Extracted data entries
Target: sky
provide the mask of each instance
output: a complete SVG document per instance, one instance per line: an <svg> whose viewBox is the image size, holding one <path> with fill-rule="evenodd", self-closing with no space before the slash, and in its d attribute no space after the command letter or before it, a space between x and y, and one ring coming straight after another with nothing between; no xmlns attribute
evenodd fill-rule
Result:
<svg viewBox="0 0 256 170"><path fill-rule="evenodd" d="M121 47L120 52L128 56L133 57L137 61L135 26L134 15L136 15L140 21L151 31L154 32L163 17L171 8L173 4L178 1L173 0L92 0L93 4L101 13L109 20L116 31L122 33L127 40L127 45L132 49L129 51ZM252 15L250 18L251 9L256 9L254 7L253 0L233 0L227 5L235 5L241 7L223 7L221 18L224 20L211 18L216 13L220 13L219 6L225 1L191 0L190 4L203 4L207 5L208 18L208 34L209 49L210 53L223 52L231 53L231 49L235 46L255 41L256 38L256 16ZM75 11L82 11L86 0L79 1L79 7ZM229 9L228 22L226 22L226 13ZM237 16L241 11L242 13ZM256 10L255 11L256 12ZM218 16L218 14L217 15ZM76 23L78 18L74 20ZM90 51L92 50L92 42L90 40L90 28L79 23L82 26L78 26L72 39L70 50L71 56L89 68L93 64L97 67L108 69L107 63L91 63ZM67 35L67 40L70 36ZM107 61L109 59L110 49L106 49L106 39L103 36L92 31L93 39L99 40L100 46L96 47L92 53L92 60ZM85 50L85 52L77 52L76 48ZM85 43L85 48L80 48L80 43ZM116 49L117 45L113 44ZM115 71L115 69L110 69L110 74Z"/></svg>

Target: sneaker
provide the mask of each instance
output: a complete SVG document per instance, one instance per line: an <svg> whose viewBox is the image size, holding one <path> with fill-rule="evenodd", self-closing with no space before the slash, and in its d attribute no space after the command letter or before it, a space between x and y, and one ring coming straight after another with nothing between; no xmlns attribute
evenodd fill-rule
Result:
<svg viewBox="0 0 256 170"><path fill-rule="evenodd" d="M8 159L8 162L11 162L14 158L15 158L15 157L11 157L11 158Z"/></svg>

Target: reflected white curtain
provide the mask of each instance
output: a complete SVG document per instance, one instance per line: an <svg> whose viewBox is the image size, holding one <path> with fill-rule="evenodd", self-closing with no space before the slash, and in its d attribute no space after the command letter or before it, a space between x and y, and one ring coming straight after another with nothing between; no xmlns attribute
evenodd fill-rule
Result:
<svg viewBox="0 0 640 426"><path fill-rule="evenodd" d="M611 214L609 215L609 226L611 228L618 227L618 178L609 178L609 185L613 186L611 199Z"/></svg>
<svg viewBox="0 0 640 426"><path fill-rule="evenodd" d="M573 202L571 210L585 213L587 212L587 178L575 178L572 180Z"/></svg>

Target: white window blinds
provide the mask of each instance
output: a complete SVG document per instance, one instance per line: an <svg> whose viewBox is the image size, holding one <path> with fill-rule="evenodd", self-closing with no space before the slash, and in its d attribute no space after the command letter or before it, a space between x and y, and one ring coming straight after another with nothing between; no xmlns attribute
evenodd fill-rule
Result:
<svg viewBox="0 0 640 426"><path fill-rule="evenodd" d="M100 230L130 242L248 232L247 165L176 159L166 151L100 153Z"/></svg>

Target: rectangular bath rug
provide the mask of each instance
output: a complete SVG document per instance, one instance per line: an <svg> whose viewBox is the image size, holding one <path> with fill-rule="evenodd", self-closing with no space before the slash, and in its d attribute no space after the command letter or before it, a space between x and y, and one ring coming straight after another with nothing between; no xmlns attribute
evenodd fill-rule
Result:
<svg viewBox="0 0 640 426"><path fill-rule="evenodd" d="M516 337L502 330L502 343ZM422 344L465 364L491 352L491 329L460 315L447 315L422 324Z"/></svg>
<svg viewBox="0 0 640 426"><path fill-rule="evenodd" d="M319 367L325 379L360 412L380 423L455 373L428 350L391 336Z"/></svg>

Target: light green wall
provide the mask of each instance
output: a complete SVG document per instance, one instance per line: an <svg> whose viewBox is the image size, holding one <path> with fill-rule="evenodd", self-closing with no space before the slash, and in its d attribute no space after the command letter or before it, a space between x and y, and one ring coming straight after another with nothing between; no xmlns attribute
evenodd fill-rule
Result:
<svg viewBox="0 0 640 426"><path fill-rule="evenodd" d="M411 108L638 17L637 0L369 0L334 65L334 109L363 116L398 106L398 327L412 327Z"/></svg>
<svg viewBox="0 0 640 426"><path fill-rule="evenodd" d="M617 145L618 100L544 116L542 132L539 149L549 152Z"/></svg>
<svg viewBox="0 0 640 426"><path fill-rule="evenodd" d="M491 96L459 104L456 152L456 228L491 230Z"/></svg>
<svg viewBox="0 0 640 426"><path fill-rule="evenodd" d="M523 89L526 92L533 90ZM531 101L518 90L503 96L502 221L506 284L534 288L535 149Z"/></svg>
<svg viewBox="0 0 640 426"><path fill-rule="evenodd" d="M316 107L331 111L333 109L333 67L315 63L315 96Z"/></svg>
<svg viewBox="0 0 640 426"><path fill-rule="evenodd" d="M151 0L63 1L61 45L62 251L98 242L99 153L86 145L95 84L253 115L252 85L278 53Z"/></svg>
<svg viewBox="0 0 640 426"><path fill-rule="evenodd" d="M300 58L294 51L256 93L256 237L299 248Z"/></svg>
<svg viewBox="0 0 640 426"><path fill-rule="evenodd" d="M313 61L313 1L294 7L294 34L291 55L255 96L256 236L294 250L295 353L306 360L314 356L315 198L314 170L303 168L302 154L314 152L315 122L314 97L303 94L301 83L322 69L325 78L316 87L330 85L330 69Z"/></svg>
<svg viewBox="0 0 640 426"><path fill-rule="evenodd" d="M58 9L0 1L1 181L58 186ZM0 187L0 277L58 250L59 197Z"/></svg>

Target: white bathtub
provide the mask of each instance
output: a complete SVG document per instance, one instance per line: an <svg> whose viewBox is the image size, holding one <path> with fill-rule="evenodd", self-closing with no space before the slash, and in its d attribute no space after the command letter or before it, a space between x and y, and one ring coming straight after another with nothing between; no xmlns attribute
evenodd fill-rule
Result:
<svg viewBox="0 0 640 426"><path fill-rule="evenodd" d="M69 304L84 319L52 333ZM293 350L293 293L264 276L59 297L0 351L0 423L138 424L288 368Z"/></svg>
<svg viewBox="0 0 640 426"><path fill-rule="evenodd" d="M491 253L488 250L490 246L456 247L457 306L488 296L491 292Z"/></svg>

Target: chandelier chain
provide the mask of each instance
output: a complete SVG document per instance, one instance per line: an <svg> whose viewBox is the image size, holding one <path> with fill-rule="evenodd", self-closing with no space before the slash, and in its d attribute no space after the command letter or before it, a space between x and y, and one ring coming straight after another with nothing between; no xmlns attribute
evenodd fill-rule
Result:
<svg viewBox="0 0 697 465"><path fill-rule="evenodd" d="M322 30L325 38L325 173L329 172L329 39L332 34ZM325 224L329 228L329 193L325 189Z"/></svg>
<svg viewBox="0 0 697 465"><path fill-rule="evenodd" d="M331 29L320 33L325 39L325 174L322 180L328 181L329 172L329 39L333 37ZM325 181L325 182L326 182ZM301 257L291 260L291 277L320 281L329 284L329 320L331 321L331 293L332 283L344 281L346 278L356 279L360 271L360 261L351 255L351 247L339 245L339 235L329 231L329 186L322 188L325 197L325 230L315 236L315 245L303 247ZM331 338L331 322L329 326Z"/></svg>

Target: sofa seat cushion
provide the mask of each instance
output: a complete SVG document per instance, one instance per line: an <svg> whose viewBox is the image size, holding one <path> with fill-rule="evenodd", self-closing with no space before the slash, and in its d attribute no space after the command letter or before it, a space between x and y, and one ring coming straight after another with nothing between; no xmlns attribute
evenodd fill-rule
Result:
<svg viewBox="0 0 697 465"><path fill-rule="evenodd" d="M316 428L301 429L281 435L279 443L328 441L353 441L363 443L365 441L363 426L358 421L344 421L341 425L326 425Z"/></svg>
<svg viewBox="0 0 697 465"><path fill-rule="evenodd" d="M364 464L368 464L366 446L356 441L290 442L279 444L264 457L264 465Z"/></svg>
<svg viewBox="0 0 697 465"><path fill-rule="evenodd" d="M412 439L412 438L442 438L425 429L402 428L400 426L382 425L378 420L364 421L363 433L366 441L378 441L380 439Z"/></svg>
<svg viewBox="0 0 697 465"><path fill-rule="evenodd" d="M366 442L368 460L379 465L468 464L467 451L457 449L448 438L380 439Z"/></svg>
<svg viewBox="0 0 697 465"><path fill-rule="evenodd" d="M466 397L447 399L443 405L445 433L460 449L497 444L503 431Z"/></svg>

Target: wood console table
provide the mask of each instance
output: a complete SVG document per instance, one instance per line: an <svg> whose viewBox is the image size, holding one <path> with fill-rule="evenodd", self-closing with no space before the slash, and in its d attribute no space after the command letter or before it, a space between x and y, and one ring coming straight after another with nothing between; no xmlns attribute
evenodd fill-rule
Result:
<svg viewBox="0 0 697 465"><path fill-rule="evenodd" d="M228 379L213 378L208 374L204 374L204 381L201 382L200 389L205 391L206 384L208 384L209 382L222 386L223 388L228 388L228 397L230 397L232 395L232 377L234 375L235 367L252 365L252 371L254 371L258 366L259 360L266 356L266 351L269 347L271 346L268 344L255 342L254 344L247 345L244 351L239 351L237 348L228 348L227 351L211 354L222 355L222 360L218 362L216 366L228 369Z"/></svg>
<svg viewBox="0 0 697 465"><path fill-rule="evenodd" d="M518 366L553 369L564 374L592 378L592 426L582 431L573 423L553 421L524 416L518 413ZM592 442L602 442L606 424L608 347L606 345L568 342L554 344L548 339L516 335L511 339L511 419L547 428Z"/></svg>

DESCRIPTION OF THE TASK
Duplicate the stretch of the listing from the line containing "Target: reflected white curtain" through the line containing "230L130 242L248 232L247", including both of those lines. Reproduce those lines without any change.

RESULT BELOW
Target: reflected white curtain
provide the mask of each instance
output: a complete SVG document per instance, one instance per line: an <svg> whose viewBox is the image size, holding one <path> with fill-rule="evenodd", self-closing with no space before the slash, and in its d attribute no space after the command letter or before it, a space between x and y, and one ring coming straight after another with nothing between; no xmlns attribute
evenodd fill-rule
Result:
<svg viewBox="0 0 640 426"><path fill-rule="evenodd" d="M611 214L609 215L609 226L611 228L618 227L618 178L609 178L609 185L613 186L611 199Z"/></svg>
<svg viewBox="0 0 640 426"><path fill-rule="evenodd" d="M573 202L571 210L585 213L587 212L587 178L575 178L572 180Z"/></svg>

Target: white window blinds
provide the mask of each instance
output: a complete SVG document per instance, one instance per line: an <svg> whose viewBox is the image size, holding one <path> with fill-rule="evenodd", self-closing with no space before the slash, and in its d attribute no space after the command letter or before it, a space between x and y, and one ring coming straight after another with nothing between; no xmlns attribute
evenodd fill-rule
Result:
<svg viewBox="0 0 640 426"><path fill-rule="evenodd" d="M100 230L130 242L248 232L247 165L176 159L166 151L100 153Z"/></svg>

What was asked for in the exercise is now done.